-- START --
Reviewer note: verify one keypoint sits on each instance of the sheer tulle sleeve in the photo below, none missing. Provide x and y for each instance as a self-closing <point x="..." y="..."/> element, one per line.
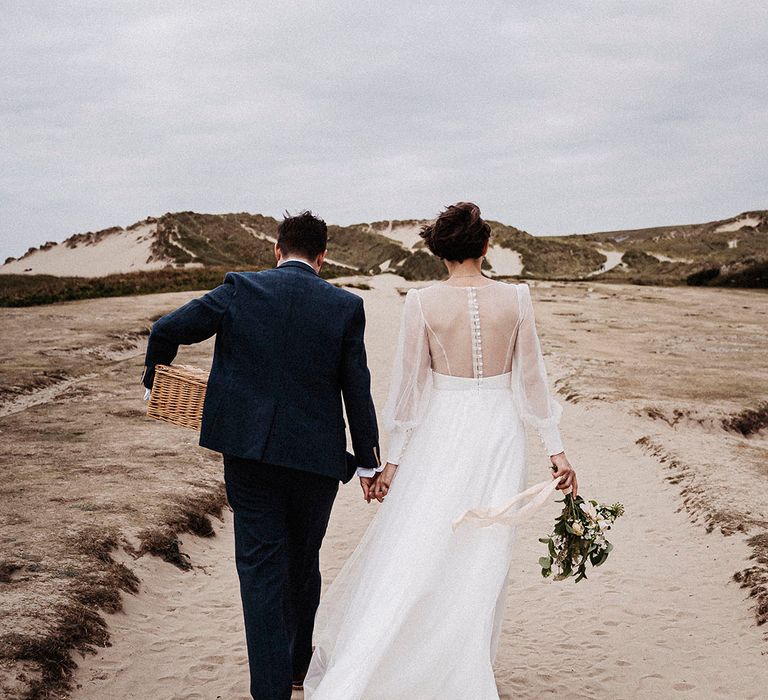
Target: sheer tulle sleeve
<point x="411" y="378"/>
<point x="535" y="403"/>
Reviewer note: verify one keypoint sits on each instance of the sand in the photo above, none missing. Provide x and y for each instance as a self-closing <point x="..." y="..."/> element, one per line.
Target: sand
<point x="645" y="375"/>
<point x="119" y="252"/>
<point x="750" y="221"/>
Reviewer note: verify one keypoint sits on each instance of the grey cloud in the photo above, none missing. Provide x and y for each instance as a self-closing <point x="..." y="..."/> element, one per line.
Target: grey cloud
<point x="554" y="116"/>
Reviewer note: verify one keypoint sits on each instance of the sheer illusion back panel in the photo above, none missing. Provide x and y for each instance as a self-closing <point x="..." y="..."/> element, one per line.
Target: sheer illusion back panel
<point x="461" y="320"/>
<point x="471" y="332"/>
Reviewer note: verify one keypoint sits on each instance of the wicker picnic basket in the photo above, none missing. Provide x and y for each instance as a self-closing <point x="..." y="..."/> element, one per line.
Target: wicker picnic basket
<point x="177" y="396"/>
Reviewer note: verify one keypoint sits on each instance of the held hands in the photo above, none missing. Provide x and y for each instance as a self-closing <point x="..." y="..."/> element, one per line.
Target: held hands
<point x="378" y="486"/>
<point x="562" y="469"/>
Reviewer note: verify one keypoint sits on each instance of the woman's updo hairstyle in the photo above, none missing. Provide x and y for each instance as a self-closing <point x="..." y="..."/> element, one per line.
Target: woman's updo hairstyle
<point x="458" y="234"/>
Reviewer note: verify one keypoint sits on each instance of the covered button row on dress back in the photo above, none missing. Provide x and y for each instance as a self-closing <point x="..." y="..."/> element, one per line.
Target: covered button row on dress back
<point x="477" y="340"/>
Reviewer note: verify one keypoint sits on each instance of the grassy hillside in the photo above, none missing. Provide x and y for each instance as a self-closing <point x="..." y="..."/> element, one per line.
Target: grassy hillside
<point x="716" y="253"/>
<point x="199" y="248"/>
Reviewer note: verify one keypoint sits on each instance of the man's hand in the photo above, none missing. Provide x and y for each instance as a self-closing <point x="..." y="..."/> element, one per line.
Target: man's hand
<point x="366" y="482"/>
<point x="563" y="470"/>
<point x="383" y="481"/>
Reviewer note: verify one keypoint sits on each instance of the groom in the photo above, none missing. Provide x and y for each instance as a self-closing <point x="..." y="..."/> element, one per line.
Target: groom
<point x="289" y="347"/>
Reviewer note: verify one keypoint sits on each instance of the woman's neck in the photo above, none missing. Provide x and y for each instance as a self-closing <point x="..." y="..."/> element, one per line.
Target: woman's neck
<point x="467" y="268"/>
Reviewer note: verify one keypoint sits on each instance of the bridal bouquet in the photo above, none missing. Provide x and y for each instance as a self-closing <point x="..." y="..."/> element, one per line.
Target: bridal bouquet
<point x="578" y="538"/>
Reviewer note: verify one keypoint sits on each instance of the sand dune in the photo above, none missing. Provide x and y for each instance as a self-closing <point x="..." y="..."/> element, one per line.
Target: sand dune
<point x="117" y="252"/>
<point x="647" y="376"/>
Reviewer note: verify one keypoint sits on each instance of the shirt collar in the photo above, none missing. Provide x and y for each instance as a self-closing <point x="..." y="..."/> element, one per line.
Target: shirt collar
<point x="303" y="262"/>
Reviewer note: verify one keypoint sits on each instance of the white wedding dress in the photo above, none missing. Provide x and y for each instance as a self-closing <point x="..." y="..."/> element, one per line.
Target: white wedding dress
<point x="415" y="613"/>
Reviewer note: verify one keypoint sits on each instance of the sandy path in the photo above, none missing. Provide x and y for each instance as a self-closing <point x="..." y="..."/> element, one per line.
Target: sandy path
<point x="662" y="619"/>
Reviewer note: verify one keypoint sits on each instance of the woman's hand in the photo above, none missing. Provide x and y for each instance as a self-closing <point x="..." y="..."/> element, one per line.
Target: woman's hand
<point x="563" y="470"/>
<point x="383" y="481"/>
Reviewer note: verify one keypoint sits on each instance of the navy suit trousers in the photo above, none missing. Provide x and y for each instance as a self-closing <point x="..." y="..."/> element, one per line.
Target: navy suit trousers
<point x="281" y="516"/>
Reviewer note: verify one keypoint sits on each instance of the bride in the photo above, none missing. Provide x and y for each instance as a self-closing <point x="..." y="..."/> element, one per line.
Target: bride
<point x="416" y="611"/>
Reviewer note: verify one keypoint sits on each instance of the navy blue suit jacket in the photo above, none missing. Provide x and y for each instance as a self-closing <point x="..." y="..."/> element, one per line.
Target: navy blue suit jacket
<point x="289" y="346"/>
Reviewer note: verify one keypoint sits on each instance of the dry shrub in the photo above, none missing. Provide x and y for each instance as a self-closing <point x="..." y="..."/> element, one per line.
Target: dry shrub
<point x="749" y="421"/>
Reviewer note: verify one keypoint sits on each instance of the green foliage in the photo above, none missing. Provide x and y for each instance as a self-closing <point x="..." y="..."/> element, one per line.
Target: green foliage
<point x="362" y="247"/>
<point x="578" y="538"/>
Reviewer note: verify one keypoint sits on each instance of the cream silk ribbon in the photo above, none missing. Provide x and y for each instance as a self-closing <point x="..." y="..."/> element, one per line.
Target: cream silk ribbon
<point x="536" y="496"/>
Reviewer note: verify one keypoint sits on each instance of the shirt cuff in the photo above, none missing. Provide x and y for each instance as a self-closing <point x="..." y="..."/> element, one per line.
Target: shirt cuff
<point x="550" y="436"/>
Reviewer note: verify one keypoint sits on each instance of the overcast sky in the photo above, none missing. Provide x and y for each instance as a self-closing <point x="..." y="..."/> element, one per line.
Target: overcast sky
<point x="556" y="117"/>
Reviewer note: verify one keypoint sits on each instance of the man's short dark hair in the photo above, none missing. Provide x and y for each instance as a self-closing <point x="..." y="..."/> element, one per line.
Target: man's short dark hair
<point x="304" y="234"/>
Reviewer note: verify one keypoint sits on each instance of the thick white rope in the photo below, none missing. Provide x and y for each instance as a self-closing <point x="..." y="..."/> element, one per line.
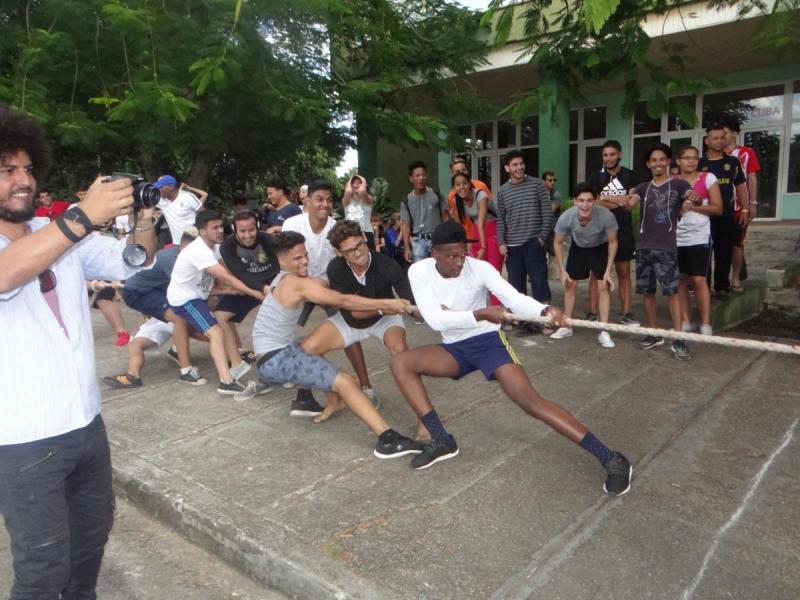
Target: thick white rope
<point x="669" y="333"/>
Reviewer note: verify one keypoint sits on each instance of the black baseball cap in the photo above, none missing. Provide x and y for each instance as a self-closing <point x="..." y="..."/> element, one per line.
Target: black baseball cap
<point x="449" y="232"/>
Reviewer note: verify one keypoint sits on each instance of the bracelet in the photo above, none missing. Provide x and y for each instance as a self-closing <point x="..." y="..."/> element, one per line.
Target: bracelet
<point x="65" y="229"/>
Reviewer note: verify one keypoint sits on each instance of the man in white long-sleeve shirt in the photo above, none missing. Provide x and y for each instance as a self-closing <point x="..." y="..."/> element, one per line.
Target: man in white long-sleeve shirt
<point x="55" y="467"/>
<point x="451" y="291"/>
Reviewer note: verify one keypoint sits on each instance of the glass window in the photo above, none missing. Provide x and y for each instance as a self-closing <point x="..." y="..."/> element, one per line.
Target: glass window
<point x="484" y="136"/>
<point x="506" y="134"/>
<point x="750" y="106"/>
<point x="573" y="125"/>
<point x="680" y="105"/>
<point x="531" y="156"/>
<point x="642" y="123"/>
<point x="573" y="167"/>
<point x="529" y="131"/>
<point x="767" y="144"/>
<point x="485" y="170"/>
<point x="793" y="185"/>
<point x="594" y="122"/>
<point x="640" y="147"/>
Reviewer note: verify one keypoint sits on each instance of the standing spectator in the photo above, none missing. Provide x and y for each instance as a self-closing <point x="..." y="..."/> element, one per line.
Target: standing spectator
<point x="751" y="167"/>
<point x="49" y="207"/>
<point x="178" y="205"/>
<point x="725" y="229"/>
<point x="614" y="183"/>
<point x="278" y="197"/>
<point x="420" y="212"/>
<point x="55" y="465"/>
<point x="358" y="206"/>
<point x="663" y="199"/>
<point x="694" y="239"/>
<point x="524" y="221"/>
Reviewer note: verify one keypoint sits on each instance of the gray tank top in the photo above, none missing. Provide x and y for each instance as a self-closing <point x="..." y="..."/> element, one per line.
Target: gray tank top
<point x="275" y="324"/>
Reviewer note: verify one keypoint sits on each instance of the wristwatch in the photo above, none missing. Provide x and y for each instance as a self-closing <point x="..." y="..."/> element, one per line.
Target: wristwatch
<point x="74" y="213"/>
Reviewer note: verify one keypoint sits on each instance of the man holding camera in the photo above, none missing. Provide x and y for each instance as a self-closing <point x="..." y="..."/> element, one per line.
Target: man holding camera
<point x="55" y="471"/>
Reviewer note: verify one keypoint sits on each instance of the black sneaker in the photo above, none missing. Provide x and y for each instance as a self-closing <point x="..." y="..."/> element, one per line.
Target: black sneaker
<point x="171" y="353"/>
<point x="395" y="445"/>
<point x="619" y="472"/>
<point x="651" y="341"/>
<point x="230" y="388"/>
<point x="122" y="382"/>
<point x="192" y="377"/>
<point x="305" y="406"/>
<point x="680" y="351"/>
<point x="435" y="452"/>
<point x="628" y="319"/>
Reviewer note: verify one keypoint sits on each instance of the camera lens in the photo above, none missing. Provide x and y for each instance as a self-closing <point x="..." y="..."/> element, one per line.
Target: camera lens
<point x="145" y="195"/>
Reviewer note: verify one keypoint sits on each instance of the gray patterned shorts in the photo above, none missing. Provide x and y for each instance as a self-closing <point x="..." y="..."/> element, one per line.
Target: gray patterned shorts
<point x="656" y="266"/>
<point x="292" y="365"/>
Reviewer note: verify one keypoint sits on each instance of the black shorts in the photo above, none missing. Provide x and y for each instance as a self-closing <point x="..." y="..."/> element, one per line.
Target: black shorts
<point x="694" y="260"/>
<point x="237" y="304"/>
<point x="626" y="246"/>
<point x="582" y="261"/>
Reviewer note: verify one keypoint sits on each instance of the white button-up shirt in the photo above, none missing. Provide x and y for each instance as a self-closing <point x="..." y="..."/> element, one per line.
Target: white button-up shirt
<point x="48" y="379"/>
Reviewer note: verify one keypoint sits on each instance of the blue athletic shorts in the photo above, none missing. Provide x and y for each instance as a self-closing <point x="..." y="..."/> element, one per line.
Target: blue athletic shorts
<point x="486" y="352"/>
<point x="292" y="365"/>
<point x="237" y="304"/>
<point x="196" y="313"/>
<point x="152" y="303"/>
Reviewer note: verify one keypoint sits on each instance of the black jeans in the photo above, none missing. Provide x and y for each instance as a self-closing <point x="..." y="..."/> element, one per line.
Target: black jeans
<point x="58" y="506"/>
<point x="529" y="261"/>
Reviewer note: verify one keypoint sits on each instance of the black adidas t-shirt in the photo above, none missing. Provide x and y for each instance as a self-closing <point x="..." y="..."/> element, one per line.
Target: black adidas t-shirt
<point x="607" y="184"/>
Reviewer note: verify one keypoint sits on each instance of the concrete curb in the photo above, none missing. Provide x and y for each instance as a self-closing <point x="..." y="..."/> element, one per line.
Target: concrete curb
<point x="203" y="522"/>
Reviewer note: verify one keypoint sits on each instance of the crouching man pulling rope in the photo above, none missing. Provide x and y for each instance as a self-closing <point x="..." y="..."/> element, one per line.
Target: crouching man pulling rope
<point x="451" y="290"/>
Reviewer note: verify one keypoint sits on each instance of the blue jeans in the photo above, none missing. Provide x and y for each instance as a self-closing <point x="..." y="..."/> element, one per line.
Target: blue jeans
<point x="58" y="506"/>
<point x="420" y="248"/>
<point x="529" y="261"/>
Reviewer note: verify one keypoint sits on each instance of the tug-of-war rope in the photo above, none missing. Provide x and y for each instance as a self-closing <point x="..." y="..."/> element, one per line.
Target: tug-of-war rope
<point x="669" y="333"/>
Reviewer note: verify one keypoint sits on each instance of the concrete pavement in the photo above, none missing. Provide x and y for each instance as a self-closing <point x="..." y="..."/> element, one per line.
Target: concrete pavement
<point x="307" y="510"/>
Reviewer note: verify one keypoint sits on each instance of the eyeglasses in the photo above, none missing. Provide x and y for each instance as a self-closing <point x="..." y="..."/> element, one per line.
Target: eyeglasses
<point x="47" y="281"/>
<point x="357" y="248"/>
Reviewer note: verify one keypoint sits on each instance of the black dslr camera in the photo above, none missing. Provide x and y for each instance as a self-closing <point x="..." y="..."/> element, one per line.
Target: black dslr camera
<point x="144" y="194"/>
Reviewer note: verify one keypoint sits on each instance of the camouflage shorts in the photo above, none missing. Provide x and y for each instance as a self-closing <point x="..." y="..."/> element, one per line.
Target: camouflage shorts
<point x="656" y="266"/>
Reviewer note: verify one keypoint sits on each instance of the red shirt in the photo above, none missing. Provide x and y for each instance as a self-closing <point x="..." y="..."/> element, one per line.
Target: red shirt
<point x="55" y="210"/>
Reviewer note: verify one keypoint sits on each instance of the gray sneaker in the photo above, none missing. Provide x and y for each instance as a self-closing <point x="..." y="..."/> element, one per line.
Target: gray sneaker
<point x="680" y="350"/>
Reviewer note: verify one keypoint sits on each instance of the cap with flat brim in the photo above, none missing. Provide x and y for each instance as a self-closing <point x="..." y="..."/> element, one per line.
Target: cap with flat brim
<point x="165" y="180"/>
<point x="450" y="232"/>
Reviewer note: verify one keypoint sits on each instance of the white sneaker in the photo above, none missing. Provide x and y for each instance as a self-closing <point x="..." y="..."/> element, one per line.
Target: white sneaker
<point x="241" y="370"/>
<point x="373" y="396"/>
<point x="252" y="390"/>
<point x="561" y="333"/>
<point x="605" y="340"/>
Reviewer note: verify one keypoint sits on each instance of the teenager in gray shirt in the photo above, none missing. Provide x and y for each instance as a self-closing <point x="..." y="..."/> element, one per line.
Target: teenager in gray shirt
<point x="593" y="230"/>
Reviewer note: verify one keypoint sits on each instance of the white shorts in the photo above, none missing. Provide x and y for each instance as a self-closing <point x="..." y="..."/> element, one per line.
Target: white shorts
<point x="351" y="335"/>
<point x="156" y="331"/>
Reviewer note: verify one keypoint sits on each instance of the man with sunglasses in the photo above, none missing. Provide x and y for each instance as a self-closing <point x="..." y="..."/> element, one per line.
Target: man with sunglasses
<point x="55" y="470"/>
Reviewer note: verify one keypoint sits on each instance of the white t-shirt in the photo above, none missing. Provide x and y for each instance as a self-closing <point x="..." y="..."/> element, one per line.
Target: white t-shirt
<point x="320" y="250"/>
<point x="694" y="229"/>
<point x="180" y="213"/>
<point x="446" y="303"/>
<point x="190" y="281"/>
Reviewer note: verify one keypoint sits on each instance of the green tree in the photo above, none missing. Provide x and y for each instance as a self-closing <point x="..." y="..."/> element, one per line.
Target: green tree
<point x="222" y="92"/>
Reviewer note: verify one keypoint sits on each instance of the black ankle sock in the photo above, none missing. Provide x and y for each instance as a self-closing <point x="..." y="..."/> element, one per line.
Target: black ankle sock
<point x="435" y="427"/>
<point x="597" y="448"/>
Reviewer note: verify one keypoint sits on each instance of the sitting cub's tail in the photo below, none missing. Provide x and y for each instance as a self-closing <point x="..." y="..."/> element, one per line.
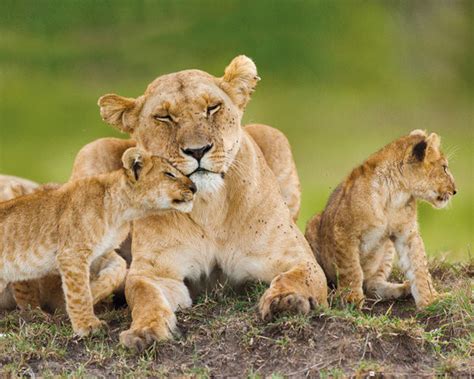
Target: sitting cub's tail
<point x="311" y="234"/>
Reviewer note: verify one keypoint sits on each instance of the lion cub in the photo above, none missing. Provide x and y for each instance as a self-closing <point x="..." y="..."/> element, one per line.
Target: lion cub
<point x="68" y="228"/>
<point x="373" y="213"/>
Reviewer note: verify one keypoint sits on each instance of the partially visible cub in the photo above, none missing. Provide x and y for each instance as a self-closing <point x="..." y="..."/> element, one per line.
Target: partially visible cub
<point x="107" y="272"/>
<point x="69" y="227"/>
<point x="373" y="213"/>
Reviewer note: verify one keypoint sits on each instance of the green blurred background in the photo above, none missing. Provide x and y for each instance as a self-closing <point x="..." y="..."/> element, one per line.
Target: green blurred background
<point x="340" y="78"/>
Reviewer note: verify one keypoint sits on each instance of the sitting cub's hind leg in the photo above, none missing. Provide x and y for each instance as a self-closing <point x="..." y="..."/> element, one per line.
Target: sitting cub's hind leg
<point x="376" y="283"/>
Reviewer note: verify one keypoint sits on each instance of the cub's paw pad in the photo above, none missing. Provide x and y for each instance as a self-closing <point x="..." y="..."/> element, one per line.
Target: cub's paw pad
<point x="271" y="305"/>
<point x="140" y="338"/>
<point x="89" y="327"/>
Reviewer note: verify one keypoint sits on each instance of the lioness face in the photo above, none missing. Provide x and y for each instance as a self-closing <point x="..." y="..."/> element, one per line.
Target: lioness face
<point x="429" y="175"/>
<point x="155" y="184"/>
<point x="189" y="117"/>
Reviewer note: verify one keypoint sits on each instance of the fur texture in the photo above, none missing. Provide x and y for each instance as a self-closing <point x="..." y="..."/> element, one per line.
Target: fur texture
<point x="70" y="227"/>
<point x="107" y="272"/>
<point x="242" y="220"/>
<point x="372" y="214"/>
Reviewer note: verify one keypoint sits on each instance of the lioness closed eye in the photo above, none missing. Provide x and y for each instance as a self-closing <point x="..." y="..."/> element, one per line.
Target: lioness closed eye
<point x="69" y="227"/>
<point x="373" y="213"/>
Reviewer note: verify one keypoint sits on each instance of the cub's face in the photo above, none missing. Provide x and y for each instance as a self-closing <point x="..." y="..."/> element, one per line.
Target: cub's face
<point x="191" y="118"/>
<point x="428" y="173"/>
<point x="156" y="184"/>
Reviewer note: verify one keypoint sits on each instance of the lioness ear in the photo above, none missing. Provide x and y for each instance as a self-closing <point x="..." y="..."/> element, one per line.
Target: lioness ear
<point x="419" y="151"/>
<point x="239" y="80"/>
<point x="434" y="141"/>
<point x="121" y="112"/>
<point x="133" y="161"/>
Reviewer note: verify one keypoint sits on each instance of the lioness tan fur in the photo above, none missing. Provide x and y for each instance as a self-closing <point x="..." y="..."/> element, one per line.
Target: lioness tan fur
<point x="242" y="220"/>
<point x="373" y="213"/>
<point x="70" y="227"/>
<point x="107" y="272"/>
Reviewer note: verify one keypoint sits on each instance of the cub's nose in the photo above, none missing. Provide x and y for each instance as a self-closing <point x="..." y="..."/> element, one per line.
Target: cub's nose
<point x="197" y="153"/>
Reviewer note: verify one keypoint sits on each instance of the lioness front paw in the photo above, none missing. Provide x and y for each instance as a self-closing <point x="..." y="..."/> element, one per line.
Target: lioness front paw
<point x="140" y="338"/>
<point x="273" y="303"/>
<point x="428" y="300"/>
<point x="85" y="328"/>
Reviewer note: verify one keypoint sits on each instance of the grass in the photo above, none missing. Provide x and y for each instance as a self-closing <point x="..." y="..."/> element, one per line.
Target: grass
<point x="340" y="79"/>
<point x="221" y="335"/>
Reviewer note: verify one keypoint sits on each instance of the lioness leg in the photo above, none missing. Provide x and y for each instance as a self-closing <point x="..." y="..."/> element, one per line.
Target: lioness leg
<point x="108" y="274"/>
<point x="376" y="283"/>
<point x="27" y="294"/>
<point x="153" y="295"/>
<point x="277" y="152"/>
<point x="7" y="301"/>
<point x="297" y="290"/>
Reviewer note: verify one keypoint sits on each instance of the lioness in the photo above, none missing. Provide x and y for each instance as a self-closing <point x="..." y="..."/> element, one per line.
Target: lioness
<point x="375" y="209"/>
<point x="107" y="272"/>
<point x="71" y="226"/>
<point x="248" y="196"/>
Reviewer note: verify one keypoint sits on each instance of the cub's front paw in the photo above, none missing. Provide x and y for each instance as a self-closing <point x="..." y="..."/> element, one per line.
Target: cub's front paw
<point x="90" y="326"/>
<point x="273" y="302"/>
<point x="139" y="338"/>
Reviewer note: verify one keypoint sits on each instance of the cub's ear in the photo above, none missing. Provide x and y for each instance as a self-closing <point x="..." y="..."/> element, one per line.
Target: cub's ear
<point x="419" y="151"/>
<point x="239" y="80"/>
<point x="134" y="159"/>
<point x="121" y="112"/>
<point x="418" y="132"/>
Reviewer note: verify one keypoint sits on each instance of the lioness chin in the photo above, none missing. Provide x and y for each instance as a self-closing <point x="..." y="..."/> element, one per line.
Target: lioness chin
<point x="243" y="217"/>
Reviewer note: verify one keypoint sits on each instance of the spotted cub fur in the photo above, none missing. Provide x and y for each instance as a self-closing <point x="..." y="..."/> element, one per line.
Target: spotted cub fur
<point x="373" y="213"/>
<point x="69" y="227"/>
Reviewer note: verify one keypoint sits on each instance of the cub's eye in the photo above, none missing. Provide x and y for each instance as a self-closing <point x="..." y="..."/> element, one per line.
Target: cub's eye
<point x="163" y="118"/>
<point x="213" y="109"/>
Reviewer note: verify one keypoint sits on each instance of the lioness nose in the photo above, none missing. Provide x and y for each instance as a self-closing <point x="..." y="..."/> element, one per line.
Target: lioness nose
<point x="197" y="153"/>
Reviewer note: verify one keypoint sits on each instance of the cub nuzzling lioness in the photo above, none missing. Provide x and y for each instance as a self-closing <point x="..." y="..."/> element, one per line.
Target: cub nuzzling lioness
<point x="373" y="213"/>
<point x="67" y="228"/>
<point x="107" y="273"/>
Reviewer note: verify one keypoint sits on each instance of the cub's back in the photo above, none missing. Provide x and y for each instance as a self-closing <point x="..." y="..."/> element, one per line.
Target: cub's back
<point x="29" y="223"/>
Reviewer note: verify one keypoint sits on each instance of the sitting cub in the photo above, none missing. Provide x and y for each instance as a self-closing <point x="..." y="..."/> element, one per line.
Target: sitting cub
-- END --
◆ THE EXERCISE
Please quote nothing but the lines from the line with "the cub nuzzling" through the end of the data above, exactly as written, ends included.

◆ TASK SOLUTION
Reviewer note: verify one keypoint sits on each instance of the cub nuzzling lioness in the photo above, none missing. Provide x and y for each instance as a self-closing <point x="..." y="..."/> element, one per line.
Target: cub nuzzling lioness
<point x="373" y="213"/>
<point x="67" y="228"/>
<point x="107" y="273"/>
Reviewer note: verify one keypoint sits on each instance of the cub's back in the photo above, none missing. Provide x and y for each instance as a self-closing <point x="..." y="..."/> element, one per line.
Target: cub's back
<point x="29" y="223"/>
Reviewer note: verify one keypoint sits on each instance of the sitting cub in the photo above, none missing. Provide x and y for each instance as a self-closing <point x="..." y="..."/> element, one per line.
Target: sitting cub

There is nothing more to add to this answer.